Passage shown
— BEGIN —

I just wanna ask these Q's . Just answer it in short and easy to understand (i just migrated here in USA and want to know these laws.)
what is the 1st amendment (freedom of speech right?)
4th amendment?
5th
6
8


What is Letter of the law and Spirit of the law? and difference between two. ( cause i think im mixed up and confuse about the this)


Example:
Scenario = leo stop me for over speeding.

letter of the law
If the leo just give me a warning and tell me to slow down next time.

Spirit of the law
Leo give me a speeding ticket because i break a law.

Is this example correct? Please please, correct me if im wrong :(

Thank you

blackberg
11-10-2009, 10:39 AM
the amendments are the first 10 amendments to the Constitution, known as the bill of rights

http://en.wikipedia.org/wiki/United_States_Bill_of_Rights

-bb

paul0660
11-10-2009, 10:41 AM
Where y'all from boy?

Google US Constitution and start reading. The first 10 amendments are called the Bill of Rights, the rest were added later. Hopefully you are working on becoming a citizen, and will know this stuff better than the locals.

You have spirit vs. letter backwards, sort of.

akoba
11-10-2009, 10:50 AM
Where y'all from boy?

Google US Constitution and start reading. The first 10 amendments are called the Bill of Rights, the rest were added later. Hopefully you are working on becoming a citizen, and will know this stuff better than the locals.

You have spirit vs. letter backwards, sort of.

yes sir, i just started my application for citizenship. But this confusion is for my exam this coming friday for POST. Im taking PC832 class.

So my example about spirit vs letter of the law is wrong?

One more question please.
Is the Bill of Right only applicable for US citizen? yes or no?

thnx
i'll start googling these amendments.

Southwest Chuck
11-10-2009, 10:53 AM
Example:
Scenario = leo stop me for over speeding.

letter of the law
If the leo just give me a warning and tell me to slow down next time.

— END —

Brief A
Retype the forum thread about U.S. constitutional amendments in full, word for word.

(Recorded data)

— BEGIN —

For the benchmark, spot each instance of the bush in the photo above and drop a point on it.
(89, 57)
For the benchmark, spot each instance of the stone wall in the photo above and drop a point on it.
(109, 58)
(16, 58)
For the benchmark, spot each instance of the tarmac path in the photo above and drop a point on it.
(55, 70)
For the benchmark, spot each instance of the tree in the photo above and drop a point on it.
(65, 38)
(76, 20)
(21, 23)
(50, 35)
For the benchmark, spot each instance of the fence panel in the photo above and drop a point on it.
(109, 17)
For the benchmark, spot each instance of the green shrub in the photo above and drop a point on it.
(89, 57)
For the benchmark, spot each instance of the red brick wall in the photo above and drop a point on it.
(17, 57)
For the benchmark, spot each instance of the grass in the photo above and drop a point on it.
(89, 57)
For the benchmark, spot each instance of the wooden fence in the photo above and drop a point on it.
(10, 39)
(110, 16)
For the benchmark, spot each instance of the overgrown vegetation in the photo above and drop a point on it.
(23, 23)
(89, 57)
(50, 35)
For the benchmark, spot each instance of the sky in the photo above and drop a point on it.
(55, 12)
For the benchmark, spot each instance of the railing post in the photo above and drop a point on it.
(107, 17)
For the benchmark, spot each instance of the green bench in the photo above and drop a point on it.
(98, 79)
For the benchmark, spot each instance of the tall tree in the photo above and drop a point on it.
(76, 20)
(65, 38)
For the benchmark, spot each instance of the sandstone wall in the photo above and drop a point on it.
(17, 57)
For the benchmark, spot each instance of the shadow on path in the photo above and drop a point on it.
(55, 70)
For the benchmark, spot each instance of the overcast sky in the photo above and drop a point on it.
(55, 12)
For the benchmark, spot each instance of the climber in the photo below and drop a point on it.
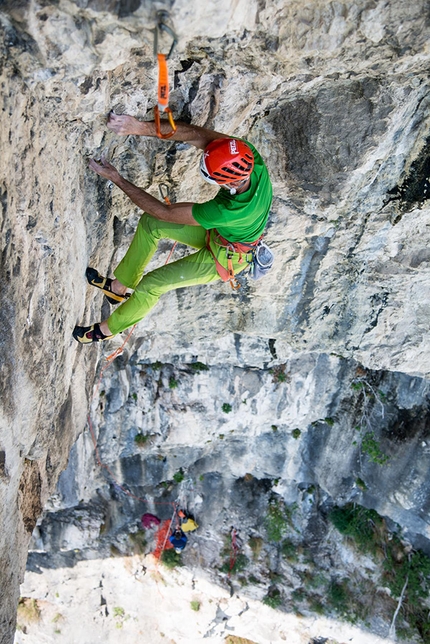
(221, 229)
(188, 524)
(178, 540)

— END —

Brief B
Convert the stretch of records from the one containing "For the benchmark, spot each instance of the sky" through the end of the records into a two-column CSV with the columns request and points. Put one row per request, with each value in its own quoted field and line breaks turned into spaces, and leave the pictures out.

Expected answer A
I just wanna ask these Q's . Just answer it in short and easy to understand (i just migrated here in USA and want to know these laws.)
what is the 1st amendment (freedom of speech right?)
4th amendment?
5th
6
8


What is Letter of the law and Spirit of the law? and difference between two. ( cause i think im mixed up and confuse about the this)


Example:
Scenario = leo stop me for over speeding.

letter of the law
If the leo just give me a warning and tell me to slow down next time.

Spirit of the law
Leo give me a speeding ticket because i break a law.

Is this example correct? Please please, correct me if im wrong :(

Thank you

blackberg
11-10-2009, 10:39 AM
the amendments are the first 10 amendments to the Constitution, known as the bill of rights

http://en.wikipedia.org/wiki/United_States_Bill_of_Rights

-bb

paul0660
11-10-2009, 10:41 AM
Where y'all from boy?

Google US Constitution and start reading. The first 10 amendments are called the Bill of Rights, the rest were added later. Hopefully you are working on becoming a citizen, and will know this stuff better than the locals.

You have spirit vs. letter backwards, sort of.

akoba
11-10-2009, 10:50 AM
Where y'all from boy?

Google US Constitution and start reading. The first 10 amendments are called the Bill of Rights, the rest were added later. Hopefully you are working on becoming a citizen, and will know this stuff better than the locals.

You have spirit vs. letter backwards, sort of.

yes sir, i just started my application for citizenship. But this confusion is for my exam this coming friday for POST. Im taking PC832 class.

So my example about spirit vs letter of the law is wrong?

One more question please.
Is the Bill of Right only applicable for US citizen? yes or no?

thnx
i'll start googling these amendments.

Southwest Chuck
11-10-2009, 10:53 AM
Example:
Scenario = leo stop me for over speeding.

letter of the law
If the leo just give me a warning and tell me to slow down next time.

Expected answer B
request,points
"For the benchmark, spot each instance of the sky in the photo above and drop a point on it.","(55, 12)"
"For the benchmark, spot each instance of the railing post in the photo above and drop a point on it.","(107, 17)"
"For the benchmark, spot each instance of the green bench in the photo above and drop a point on it.","(98, 79)"
"For the benchmark, spot each instance of the tall tree in the photo above and drop a point on it.","(76, 20) (65, 38)"
"For the benchmark, spot each instance of the sandstone wall in the photo above and drop a point on it.","(17, 57)"
"For the benchmark, spot each instance of the shadow on path in the photo above and drop a point on it.","(55, 70)"
"For the benchmark, spot each instance of the overcast sky in the photo above and drop a point on it.","(55, 12)"
"For the benchmark, spot each instance of the climber in the photo below and drop a point on it.","(221, 229) (188, 524) (178, 540)"